— Working data —
_____

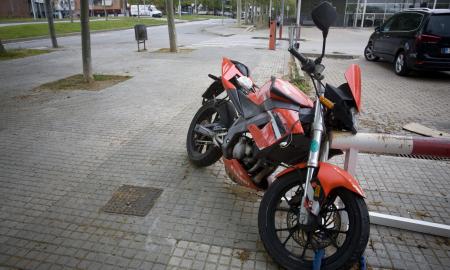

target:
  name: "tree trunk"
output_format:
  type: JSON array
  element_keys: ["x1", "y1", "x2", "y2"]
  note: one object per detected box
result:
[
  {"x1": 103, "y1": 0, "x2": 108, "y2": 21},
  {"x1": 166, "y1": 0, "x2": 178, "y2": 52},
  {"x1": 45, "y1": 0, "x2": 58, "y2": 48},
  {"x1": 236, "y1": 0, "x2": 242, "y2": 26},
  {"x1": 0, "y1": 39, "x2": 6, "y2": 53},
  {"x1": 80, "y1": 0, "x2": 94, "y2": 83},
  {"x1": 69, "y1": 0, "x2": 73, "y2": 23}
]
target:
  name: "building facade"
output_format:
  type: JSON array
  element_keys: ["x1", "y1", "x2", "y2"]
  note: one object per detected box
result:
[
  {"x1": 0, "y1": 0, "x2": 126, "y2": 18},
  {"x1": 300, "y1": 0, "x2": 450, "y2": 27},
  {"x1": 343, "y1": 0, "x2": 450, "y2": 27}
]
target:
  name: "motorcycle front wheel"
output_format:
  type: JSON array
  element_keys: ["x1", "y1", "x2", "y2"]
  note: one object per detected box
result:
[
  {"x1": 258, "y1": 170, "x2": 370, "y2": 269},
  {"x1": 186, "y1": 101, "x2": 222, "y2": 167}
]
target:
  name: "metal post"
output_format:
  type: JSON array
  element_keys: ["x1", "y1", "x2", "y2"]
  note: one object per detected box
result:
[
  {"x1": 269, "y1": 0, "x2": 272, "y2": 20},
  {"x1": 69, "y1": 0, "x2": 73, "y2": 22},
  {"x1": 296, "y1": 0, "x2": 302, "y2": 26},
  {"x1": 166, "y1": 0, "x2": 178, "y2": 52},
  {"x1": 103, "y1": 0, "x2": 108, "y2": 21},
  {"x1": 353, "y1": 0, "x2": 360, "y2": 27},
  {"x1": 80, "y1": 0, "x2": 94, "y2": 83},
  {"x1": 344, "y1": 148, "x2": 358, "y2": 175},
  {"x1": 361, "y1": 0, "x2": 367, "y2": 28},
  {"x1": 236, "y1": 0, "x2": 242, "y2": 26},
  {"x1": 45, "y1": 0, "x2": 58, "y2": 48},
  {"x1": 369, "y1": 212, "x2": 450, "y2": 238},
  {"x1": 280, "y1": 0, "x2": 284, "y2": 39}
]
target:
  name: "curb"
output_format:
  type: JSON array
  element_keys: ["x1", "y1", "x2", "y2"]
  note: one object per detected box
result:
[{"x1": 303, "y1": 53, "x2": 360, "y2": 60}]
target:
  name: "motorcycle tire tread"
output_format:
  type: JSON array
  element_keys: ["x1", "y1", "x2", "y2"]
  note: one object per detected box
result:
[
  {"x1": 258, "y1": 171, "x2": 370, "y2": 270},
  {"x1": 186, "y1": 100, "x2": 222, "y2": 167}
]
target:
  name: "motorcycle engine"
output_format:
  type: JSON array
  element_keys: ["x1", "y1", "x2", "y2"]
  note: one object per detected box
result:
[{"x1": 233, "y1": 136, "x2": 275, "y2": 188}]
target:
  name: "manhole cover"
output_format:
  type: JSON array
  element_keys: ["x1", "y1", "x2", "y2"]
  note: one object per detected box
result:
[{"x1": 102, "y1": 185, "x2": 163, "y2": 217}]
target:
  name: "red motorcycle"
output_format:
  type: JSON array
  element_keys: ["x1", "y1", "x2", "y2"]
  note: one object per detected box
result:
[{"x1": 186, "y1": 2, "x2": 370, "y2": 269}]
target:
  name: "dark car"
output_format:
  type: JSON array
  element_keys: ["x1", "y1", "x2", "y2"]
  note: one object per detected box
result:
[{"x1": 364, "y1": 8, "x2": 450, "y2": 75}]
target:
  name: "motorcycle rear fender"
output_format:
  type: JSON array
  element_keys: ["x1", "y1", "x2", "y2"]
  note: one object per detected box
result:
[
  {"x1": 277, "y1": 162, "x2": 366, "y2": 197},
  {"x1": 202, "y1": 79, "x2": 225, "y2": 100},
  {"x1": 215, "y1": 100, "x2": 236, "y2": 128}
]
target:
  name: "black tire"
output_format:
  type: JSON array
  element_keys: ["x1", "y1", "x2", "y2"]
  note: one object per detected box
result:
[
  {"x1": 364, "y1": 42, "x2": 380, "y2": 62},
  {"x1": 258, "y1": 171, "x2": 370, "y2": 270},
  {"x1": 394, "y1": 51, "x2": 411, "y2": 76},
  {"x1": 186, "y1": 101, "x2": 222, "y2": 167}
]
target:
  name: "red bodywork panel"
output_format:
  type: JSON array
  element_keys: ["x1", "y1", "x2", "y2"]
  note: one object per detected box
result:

_____

— Written instruction —
Gather every line of the rows above that contains the string "tire", and copy each one in full. Case counts.

— In response —
  name: "motorcycle tire tread"
  name: "black tire"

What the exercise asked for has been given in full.